● **Brief**: The answer should consist of every line in the material below that has the word "headlight".

● **Data in this exercise**:
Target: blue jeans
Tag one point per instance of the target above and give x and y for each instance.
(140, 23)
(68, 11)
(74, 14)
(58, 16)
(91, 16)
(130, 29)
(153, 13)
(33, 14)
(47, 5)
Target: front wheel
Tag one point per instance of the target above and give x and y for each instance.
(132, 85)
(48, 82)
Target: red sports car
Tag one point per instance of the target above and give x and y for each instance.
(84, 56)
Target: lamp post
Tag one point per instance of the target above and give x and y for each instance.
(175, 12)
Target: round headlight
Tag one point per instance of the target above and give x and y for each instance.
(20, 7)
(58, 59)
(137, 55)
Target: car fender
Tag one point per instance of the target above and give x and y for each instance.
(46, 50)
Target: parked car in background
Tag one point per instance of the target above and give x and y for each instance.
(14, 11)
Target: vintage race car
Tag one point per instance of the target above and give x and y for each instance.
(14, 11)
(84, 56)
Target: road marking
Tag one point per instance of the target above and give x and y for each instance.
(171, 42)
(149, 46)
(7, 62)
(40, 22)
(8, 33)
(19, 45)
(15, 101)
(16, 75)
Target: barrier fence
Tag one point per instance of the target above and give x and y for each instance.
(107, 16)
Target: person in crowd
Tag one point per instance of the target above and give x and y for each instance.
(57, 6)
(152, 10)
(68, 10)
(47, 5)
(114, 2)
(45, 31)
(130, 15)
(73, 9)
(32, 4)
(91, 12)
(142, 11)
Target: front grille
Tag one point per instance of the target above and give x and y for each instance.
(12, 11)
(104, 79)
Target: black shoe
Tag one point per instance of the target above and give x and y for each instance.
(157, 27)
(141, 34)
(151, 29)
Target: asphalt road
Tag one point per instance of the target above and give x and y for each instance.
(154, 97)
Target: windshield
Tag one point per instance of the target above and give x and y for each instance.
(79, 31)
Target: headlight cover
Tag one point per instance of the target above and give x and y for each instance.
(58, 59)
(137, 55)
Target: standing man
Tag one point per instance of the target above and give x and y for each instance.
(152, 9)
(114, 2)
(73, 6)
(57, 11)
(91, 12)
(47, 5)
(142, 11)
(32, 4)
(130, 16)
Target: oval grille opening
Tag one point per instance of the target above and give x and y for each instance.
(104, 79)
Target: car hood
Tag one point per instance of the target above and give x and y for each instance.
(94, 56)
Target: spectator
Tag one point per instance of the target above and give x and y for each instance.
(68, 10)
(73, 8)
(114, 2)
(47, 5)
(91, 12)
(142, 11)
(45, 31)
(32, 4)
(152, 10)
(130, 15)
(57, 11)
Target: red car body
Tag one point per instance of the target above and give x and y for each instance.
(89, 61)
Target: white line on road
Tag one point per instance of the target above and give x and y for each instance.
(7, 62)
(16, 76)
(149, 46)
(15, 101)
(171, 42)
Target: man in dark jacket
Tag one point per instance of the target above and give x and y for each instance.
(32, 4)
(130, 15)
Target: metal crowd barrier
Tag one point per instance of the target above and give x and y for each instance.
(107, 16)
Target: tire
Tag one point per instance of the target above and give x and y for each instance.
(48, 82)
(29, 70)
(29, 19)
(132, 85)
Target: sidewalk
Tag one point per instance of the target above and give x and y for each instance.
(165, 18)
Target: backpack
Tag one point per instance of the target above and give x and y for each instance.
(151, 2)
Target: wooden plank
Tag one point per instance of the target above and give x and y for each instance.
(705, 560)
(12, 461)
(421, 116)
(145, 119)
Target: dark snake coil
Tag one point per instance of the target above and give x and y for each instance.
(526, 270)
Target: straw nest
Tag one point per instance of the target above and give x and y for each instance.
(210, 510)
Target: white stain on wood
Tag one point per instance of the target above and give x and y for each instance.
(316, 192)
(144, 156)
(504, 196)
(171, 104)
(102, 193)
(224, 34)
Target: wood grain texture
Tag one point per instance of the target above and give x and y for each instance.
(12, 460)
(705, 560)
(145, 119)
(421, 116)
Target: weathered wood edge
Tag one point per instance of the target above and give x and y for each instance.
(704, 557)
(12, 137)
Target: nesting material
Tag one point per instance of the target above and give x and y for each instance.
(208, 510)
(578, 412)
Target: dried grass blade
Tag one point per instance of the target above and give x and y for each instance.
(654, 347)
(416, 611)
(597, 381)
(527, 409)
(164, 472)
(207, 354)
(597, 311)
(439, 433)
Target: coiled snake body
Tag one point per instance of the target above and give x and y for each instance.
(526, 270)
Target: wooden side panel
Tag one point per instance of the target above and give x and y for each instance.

● **Answer space**:
Target: round headlight
Target: headlight cover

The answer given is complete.